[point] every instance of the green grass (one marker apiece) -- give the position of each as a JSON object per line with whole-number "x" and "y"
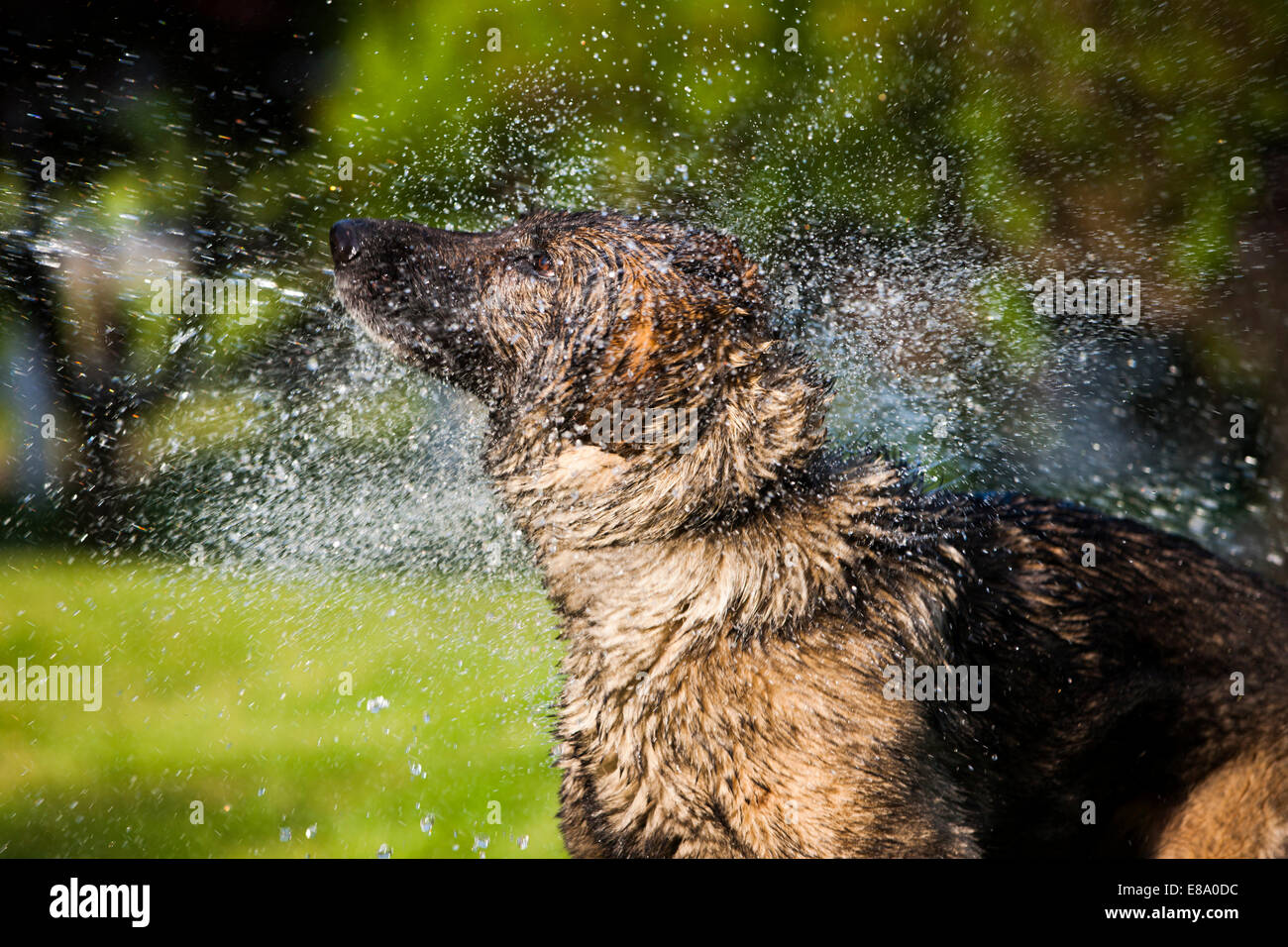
{"x": 228, "y": 690}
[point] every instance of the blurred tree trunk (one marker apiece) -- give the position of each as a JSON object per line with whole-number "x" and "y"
{"x": 88, "y": 360}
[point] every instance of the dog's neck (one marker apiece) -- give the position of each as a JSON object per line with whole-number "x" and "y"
{"x": 748, "y": 531}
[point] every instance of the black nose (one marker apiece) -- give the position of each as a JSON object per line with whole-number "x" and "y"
{"x": 346, "y": 241}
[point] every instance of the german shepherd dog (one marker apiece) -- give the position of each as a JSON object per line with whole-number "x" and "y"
{"x": 773, "y": 651}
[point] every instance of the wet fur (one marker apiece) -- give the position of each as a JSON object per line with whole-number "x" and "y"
{"x": 729, "y": 612}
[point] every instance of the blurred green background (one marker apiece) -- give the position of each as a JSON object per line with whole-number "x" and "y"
{"x": 230, "y": 514}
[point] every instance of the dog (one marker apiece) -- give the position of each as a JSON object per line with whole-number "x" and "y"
{"x": 777, "y": 651}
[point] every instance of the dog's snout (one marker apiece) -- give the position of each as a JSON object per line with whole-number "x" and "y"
{"x": 346, "y": 241}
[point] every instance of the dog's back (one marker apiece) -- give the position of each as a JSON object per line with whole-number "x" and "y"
{"x": 1138, "y": 674}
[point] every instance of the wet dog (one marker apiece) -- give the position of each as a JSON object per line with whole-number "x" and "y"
{"x": 772, "y": 651}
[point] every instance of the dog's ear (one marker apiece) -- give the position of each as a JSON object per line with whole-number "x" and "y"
{"x": 717, "y": 260}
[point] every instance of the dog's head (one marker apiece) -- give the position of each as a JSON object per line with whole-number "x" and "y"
{"x": 617, "y": 307}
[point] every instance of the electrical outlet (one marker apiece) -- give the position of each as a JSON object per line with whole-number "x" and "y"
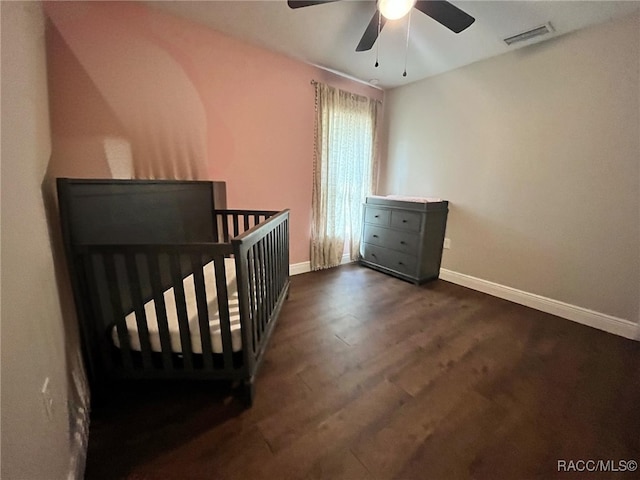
{"x": 47, "y": 398}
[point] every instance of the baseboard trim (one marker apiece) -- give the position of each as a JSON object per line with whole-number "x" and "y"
{"x": 601, "y": 321}
{"x": 305, "y": 267}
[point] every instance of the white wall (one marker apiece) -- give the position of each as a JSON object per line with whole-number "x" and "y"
{"x": 33, "y": 446}
{"x": 538, "y": 151}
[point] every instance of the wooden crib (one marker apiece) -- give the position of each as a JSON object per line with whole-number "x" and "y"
{"x": 166, "y": 285}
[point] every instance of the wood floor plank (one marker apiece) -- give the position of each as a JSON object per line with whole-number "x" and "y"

Given instruction: Every record above should be written out again without change, except that the pictures are left out.

Written answer:
[point] every instance of the green grass (one marker apiece) -- give the position of each as a JSON object per line with whole-number "x" and "y"
{"x": 228, "y": 690}
[point] every instance of the blurred tree trunk (one marker apiece) -- give the position of each as a JSON object per line with whole-number "x" and "y"
{"x": 88, "y": 360}
[point] every instance of the dog's neck (one marker apiece) -- give the position of each as a JSON object per line with whole-number "x" and "y"
{"x": 748, "y": 531}
[point] every instance of the black nose (one marker apiece) -- give the position of each as a JSON object per line with whole-number "x" and "y"
{"x": 346, "y": 241}
[point] every instance of the german shepherd dog (one marker apiece) -- give the position of each as a JSON object per line with whole-number "x" and "y"
{"x": 773, "y": 651}
[point] every instance of the wet fur (one marker apiece) -- give the position of each as a JSON object per line with whole-number "x" and "y"
{"x": 729, "y": 612}
[point] every instance of the blurred green background (one marker apiece) -- give the position of each as a JSON object per line with whole-number "x" and "y"
{"x": 230, "y": 514}
[point] every instance of the dog (one marker apiece) -- give the position of each as a JSON object per line with whole-number "x" and "y"
{"x": 777, "y": 651}
[point] every instance of the dog's snout (one marker apiece) -- give the position of each as a JSON object per line with whole-number "x" and "y"
{"x": 346, "y": 241}
[point] every instance of the dog's back (one marker apiece) -- give the position of each as a JSON object per line with whole-number "x" and "y"
{"x": 1138, "y": 674}
[point] every instance of the wet dog (one marker apiece) -- give the position of each as a JSON object per line with whole-number "x" and "y"
{"x": 772, "y": 651}
[point] every instance of the dog's ear (one marker apiece) -- give the position of each as a JSON object per line with whole-number "x" and "y"
{"x": 717, "y": 260}
[point] every instance of the dog's head (one marker apiece) -- give the position of each as a JSON object per line with whole-number "x" and "y"
{"x": 617, "y": 307}
[point] every instance of the electrical outlet (one marker apiece) -- give the position of each as a JSON object per line with whole-number "x" and "y"
{"x": 47, "y": 398}
[point] every instance of the baseboard trim (one marker apiece) -- give the position of each as a JSON object per line with whole-number "x" and "y"
{"x": 601, "y": 321}
{"x": 305, "y": 267}
[point] every instance of the white wall (one marker apiece) -- give the position of each as a JSON object per line with whole-number "x" and "y"
{"x": 33, "y": 446}
{"x": 538, "y": 151}
[point] every instance of the wooden crib (one marker apiece) -- give the position of each as a JSON object per line with whole-number "x" and "y"
{"x": 166, "y": 285}
[point] every instance of the wood floor plank (one marker apiece) -- give the position of each as a JSON object per line with whole-number "x" and "y"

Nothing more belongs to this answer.